▶ DATA ROWS
-- -- --

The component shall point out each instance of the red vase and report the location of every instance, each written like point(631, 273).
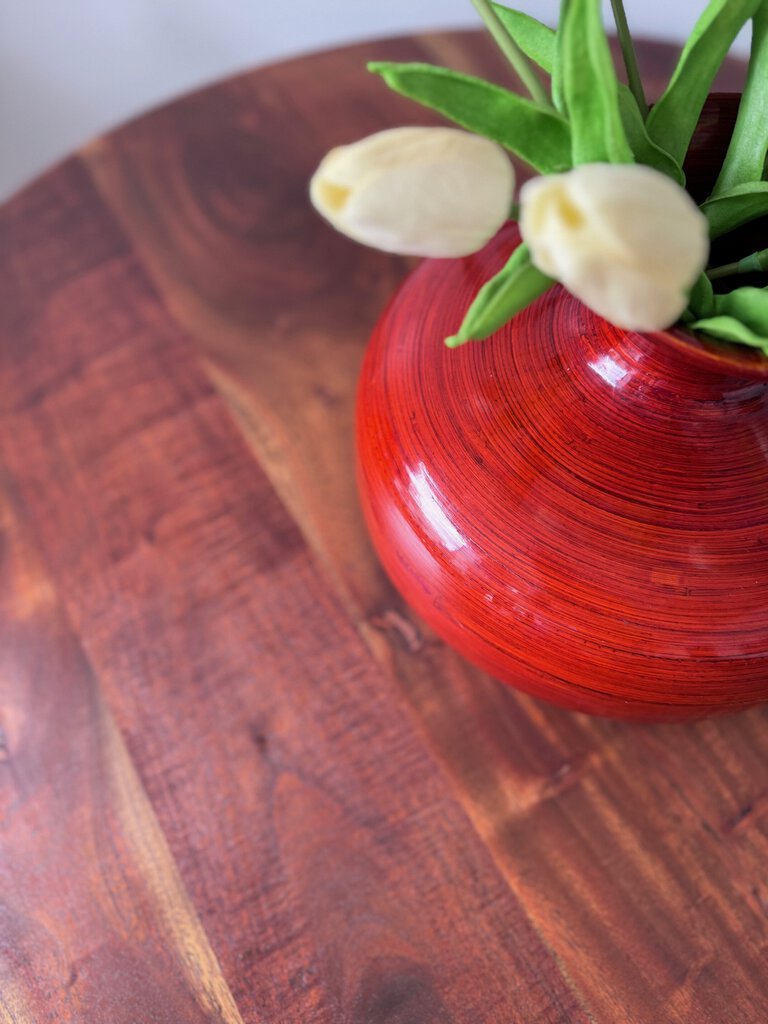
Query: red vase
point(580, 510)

-- -- --

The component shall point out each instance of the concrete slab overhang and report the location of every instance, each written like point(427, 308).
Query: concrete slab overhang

-- -- --

▶ WHAT NEEDS TO BE DONE
Output the lines as a JSON list of strings, one string per line, starting with the line that contains "The component shall point out each instance of the red" and going on through the line that contains "point(580, 510)". Skip any blank lines, and leave the pictures out.

▶ RESPONSE
[
  "The component shall point out each instance of the red vase and report the location of every instance, each written like point(631, 273).",
  "Query: red vase",
  "point(580, 510)"
]